-- What you are asked to do --
Every entry that follows must be written out exactly, apart from its pictures.

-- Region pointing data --
········
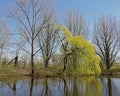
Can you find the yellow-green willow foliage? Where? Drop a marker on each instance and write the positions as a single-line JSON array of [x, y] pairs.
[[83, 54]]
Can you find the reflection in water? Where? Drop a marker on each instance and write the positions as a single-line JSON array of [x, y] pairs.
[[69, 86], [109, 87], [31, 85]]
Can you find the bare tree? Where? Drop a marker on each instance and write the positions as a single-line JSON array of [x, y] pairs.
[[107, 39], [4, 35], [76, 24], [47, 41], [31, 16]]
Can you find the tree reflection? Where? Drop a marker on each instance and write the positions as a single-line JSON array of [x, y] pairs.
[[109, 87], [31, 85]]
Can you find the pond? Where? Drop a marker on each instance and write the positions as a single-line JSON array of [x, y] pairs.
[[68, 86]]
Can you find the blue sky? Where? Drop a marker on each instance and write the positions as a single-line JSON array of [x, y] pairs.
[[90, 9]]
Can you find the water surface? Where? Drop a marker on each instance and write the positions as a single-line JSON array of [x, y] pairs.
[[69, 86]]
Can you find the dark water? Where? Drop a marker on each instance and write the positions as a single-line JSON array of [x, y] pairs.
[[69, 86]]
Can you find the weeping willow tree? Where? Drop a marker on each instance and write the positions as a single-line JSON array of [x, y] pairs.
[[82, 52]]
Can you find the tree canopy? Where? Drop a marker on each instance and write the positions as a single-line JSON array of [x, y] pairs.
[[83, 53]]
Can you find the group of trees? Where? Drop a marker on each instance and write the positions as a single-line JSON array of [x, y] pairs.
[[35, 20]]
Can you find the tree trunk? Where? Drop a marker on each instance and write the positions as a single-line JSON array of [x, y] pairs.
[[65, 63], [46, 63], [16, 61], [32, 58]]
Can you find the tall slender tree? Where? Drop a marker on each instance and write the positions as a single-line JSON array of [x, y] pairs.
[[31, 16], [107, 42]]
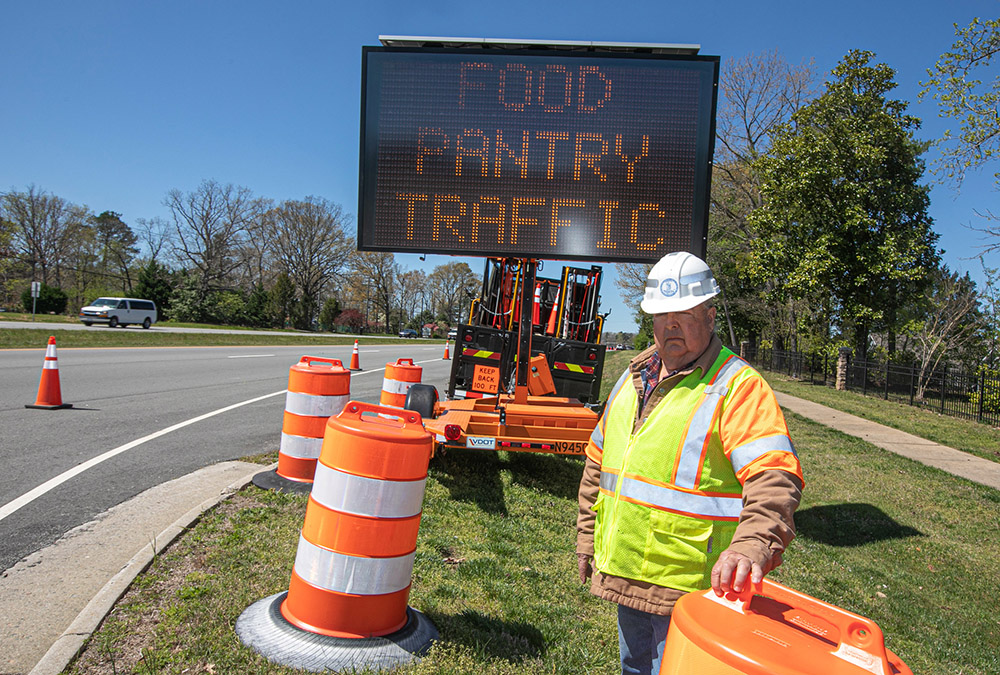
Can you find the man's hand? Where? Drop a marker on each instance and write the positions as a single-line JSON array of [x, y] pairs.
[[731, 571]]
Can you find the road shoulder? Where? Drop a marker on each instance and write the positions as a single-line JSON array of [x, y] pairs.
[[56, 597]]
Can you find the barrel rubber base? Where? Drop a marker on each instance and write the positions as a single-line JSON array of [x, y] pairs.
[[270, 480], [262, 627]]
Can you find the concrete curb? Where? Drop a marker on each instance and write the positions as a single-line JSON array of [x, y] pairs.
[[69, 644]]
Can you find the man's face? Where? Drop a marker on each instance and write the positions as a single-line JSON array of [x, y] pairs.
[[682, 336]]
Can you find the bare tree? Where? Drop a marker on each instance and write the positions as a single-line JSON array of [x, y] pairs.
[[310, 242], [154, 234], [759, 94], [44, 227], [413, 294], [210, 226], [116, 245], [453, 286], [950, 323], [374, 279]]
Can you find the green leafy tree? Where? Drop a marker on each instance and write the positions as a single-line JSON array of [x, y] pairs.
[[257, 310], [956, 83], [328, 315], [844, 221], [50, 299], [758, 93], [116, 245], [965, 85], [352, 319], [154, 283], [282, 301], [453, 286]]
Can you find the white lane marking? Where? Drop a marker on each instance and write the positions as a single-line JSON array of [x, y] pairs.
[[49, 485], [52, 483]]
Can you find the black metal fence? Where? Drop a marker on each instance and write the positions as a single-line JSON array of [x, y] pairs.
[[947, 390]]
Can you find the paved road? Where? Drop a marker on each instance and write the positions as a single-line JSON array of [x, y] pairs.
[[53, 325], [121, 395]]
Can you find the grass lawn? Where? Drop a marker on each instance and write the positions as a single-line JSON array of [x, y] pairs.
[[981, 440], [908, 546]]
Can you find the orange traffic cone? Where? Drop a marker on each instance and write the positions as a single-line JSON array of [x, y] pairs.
········
-- Result below --
Can you find the yellow-green willow foliage? Where? Drop a marker on each instance and write the positions as a single-line JSON array of [x, y] pairs.
[[83, 54]]
Can you find the reflection in water? Where? Drop a marker on each instance and write the positions as a single-line JSON array of [x, y] pairs.
[[69, 86], [109, 87], [31, 85]]
Can you find the bare tree? Where? Drop a marker on each instance and write the positions as a single-line JSON array of [x, y] pairs.
[[107, 39], [4, 35], [76, 24], [47, 41], [31, 16]]
Can you find the tree reflection? Where? Drop a marker on each instance and write the positions as a single-line JSON array of [x, y] pairs.
[[109, 87], [31, 85]]
Can you find the pond? Where? Drop a marker on each instance and write the positions as a single-line JSON array of [x, y] pairs.
[[68, 86]]
Can you find the blue sky? Where? Drop a marker on each instance and write the positions as a single-line JSON array of [x, y] pairs.
[[90, 9]]
Can you find the water surface? Where? Drop a marker on each instance and write the positions as a single-line JSON array of [x, y] pairs.
[[69, 86]]
Can you find the dark water? Where? Drop a marker on each instance and write the positions as a single-line JSON array of [x, y] pairs.
[[69, 86]]
Can you find the weeping willow tree? Where? Drop a marker on each instance and write the positions as a single-line JSON array of [x, y] pairs.
[[82, 52]]
Can you find the tree canopy? Where? Drop a marker on each instance and write the positions as a single-line JSON array of [x, y] pairs.
[[83, 53]]
Can you find the group of trees? Where? Drop a marker on each instance and write the positions as a single-line JSON array of [x, y] pairs.
[[35, 20]]
Can you find the tree trunk? Where? Drop a marker on each instance and write the positions as a single-line JSON array of [x, y] pairs.
[[65, 63], [46, 63], [16, 61], [32, 58]]
Can you find the tall slender tree? Where? Drop a marker on each instance and write the positions as a single-line JSON array of [x, y] pairs.
[[31, 16], [107, 42]]
Can you find the man's hand? Where? Drop a marker on each instance and write the positions as a single-line JSON array of [x, y] pairs.
[[731, 571]]
Can you find the road shoulder? Where? Drop a marker on each instance and write the positions as a single-line JSON array of [x, y] pairs.
[[56, 597]]
Can you find the barrel rubber base? Where? Drop a marker on each instance and write the positions as a single-line JSON array of [x, y] pairs.
[[270, 480], [262, 627]]
Can you find the concrete curb? Where? Drop a marker on each instance and write the positions as a single-line JSON array of [x, y] pairs.
[[69, 644]]
Can you find the man's face? Where? Drop a marker on each instance and write the positions as a single-line JSON array of [x, y] pairs.
[[682, 336]]
Can you find the bare tree? Where? Drop a marker on each instance and write the positions as a single-line JSON array of [x, y] pairs.
[[310, 242], [154, 234], [759, 94], [44, 227], [413, 294], [210, 226], [116, 245], [453, 286], [950, 323], [374, 279]]
Can you find the green leafy tree? Where? Drop a marker on each instance and write the positions as a single-line JSON array of [x, y] pairs.
[[257, 310], [956, 83], [328, 315], [844, 221], [50, 299], [758, 93], [116, 245], [965, 85], [352, 319], [154, 283], [282, 301], [453, 286]]
Can you find the white lane marking? Where? Drop a marker on each instance and write the positions as a single-line JSON array of [x, y] pairs.
[[49, 485], [52, 483]]
Can you find the black metal fence? Where? Drop a marker on each instance and write the positions as a single-line JSON array of [x, y] pairs.
[[947, 390]]
Can you find the paved road? Where? Drop a marker on each instance and write the positions as a single-line JSON array of [x, y] pairs.
[[53, 325], [121, 395]]
Can you find the grass lawn? Where? Drop a marker on each instance and write the positions as a single-line JSON array of [x, y] pairs.
[[981, 440], [908, 546]]
Can you find the orange traffic cone? Where? Drop a marker on each instance and write the positions as a single-line JSON array of [x, y] pairs.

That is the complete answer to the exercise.